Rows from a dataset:
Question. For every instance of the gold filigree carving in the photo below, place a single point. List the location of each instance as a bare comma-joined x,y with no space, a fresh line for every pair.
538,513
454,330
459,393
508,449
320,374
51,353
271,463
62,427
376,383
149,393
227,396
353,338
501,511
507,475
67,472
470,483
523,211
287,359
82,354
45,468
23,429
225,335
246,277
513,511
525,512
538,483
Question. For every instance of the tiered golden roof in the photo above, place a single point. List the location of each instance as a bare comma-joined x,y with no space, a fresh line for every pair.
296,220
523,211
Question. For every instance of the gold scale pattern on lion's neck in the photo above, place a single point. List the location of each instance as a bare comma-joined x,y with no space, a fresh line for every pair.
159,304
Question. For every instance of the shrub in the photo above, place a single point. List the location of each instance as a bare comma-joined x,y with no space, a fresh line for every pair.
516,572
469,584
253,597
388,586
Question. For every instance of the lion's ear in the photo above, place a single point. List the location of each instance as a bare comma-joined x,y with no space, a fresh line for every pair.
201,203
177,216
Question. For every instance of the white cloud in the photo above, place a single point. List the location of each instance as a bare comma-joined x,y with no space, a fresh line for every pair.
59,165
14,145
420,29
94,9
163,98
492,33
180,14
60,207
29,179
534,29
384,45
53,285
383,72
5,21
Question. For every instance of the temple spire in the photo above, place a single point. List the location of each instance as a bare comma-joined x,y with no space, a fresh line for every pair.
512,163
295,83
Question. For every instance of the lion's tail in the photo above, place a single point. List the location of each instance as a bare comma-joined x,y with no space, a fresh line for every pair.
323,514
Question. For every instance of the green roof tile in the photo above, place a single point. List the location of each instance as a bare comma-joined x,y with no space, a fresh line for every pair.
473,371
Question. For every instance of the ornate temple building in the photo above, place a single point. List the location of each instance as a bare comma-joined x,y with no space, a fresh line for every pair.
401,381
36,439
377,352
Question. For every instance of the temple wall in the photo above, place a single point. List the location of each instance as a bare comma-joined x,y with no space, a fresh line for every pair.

EXERCISE AIM: Rewrite every line of the entries above as a JSON list of strings, one string per line, skipping any blank lines.

SOLUTION TO THIS EXERCISE:
[
  "Question. For every instance of the gold filigree carving in the photo below, place a single point. List the location of each instance as a bare comma-joined x,y with no space, a fresh line for every pair.",
  "538,513",
  "454,330",
  "459,393",
  "508,449",
  "320,374",
  "51,353",
  "271,463",
  "62,427",
  "376,383",
  "149,393",
  "227,396",
  "353,338",
  "501,511",
  "507,475",
  "67,472",
  "470,483",
  "523,211",
  "287,359",
  "82,354",
  "45,468",
  "23,429",
  "225,335",
  "246,277",
  "513,511",
  "525,512",
  "538,483",
  "Question. For every instance of the tiered golden roof in the photo above, place a single point. List the location of each instance as a bare comma-joined x,y with no space, a fresh line for every pair.",
  "296,220",
  "523,211",
  "Question. For every instance of the gold scale pattern on lion's neck in the photo above, place a single point. List the location of each instance as a bare comma-joined x,y with no space, a fresh line for every pair.",
  "159,304",
  "Question. For every instance of the shrub in the photo above, place a single point. List the location of each instance as a bare comma-joined x,y with no space, a fresh line for every pair.",
  "516,572",
  "469,584",
  "253,597",
  "388,586",
  "Question. For every instance of the lion's ear in the photo above, place a single point. List the location of each instance as a bare comma-joined x,y with no space, a fresh line for every pair.",
  "201,203",
  "177,216",
  "Question. For every instance of the white cloud in the photo above, place a single point. List the location of each instance as a bare comma-joined x,y with no space, a fresh line for every pair.",
  "59,165",
  "14,145",
  "420,29",
  "94,9",
  "163,98",
  "492,33",
  "180,14",
  "60,207",
  "29,179",
  "534,29",
  "384,45",
  "53,285",
  "383,72",
  "5,21",
  "Question. For every instance of the temple spire in the photo above, place a single point. List the location of each instance as a bare comma-joined x,y with no space, a fresh line for every pair.",
  "512,163",
  "295,83",
  "Question. For every instance of the lion's tail in the photo above, place a single point. List the location of each instance as a bare comma-joined x,y with no space, a fresh line for every pair.",
  "323,514",
  "Question. For every instance of the green roof tile in the photo above, place a single point. List the location of each instance as a bare comma-joined x,y with no space, a fresh line for every pair.",
  "473,371",
  "Question. For every instance of the ornate temple building in the photo above, place a single point. List the location of each instance as a bare comma-joined x,y with no space, a fresh line for every pair.",
  "401,381",
  "36,439",
  "377,352",
  "Question. For every instance of the temple wall in the photo above, place a single point. List the location of each instance as a bare comma-joined x,y with no space, a fresh line for every pair."
]